▸ Stated task A:
Answer these questions from the hinge thread:
(i) What kind of door does bauerbach say has been built?
(ii) Which hinge maker does mako1 suggest checking?
(iii) How thick is the molding on the face frame?

▸ Page:

# Hinge to suit these dimensions?



## bauerbach (Mar 25, 2012)

I am working backwards because I thought I had a hinge to fit but I was wrong.

Ive painted myself into a 1/2" face frame overlay door. 

what hinge can I use to work?


----------



## mako1 (Jan 25, 2014)

I don't really understand what you have done here.According to the drawing you have built a cabinet that has two face frames ?One 1/2" narrower than the other?


----------



## bauerbach (Mar 25, 2012)

mako1 said:


> I don't really understand what you have done here.According to the drawing you have built a cabinet that has two face frames ?One 1/2" narrower than the other?


There is 3/4" thick molding on the face frame that should sit roughly flush with the door. That is what limits me to 1/2" overlay.


----------



## mako1 (Jan 25, 2014)

Now I see what you have done.Took a while to think about it.Blum should have some hinges for your application.Check out their website.


----------



## bauerbach (Mar 25, 2012)

not gonna lie, blum hinges confuse the crap out of me.

I mean... I think this is a suitable hinge

http://www.pullsdirect.com/blum-71b...hinges-with-110-degree-opening-angle/p1672685

but it requires a 4.5 or 6mm mounting plate to achieve a ~12mm overlay....

so is this the right plate?

http://www.pullsdirect.com/blum-175...ble-center-mount-and-4-5mm-clearance/p1672821

are these 2 compatible?


----------



## TimPa (Jan 27, 2010)

I would seriously consider a) hinging to the 3/4 trim - should be substantial enough, or b) a non mortise wrap hinge.


----------

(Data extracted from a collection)
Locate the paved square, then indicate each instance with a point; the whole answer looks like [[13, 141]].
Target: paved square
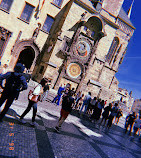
[[78, 138]]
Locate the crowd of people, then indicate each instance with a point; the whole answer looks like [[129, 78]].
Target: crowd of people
[[94, 108]]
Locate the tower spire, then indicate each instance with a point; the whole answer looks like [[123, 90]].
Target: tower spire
[[129, 10]]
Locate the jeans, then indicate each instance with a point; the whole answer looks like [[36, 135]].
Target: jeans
[[9, 100], [86, 106], [30, 104], [58, 97]]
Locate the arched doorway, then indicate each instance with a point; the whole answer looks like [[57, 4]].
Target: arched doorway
[[26, 57]]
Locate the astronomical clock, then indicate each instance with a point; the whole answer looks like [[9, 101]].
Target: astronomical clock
[[79, 50]]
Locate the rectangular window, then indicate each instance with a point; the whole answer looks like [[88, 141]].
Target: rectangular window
[[6, 4], [48, 23], [27, 12], [2, 41], [57, 2]]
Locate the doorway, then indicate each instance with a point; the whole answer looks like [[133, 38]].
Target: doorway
[[26, 57]]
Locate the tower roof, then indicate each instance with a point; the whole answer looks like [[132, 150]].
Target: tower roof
[[124, 16]]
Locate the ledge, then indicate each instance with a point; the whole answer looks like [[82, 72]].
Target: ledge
[[23, 20], [59, 7], [94, 83], [51, 64], [4, 10]]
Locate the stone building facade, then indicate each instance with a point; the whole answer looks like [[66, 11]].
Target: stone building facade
[[82, 42], [125, 100], [137, 106]]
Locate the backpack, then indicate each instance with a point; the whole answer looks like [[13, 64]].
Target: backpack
[[13, 83]]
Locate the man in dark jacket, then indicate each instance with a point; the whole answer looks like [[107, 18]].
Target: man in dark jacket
[[67, 102], [15, 82], [130, 119]]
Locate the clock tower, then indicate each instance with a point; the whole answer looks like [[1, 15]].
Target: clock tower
[[79, 51]]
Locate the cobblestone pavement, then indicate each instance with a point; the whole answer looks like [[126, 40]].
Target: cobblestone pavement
[[78, 137]]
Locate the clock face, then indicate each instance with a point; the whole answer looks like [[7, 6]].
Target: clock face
[[74, 70], [83, 47]]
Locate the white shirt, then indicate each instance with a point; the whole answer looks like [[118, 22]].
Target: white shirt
[[37, 90], [137, 123]]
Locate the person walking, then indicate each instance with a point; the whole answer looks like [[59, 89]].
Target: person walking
[[15, 83], [119, 114], [130, 121], [38, 90], [86, 102], [112, 115], [59, 94], [105, 114], [67, 102], [45, 91]]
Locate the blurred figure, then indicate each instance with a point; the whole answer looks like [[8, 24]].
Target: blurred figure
[[86, 102], [45, 91], [112, 115], [119, 114], [67, 102], [105, 114], [15, 83], [130, 121], [137, 126], [38, 90], [59, 94]]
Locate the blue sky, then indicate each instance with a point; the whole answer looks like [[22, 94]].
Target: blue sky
[[129, 74]]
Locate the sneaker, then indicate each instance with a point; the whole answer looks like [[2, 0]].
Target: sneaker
[[57, 129], [22, 121], [34, 123]]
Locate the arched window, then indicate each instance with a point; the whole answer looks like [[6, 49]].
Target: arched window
[[112, 50]]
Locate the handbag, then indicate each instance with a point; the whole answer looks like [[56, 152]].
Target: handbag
[[32, 97]]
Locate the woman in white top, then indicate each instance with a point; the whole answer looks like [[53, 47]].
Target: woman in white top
[[38, 90]]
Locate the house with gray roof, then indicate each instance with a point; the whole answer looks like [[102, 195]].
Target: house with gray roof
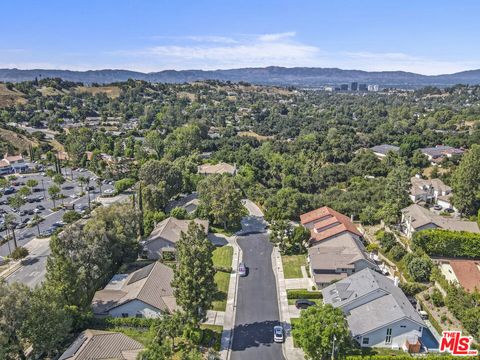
[[436, 154], [165, 236], [146, 292], [382, 150], [377, 311], [101, 345], [417, 218]]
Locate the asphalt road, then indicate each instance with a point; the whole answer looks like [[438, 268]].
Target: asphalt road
[[257, 305]]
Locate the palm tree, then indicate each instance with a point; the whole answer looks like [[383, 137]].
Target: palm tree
[[9, 222]]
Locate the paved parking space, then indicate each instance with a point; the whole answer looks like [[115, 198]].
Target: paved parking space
[[69, 189]]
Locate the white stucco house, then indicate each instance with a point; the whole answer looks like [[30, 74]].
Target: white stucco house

▸ Stated task B: In the records, swap "ledge" for "cornice" in everything from the line containing "Locate the tower roof, then" down to the line containing "[[82, 42], [125, 100], [137, 106]]". Return those lines with nothing else changed.

▸ Result A:
(i) A 1/2" face frame overlay door.
(ii) Blum.
(iii) 3/4" thick.

▸ Result B:
Locate the tower roof, then indicate each instance with a point; the whole answer looks like [[132, 150]].
Target: tower roof
[[124, 16]]
Locate the cornice, then indicate each instance with a point; the whole answer looks like [[82, 72]].
Target: cornice
[[23, 20], [59, 7], [94, 83], [51, 64], [4, 10]]
Locate the stone building facade, then indicate each instance with a point; the whole answer looks like [[66, 11]].
Target: stone building facade
[[82, 42], [125, 100], [137, 106]]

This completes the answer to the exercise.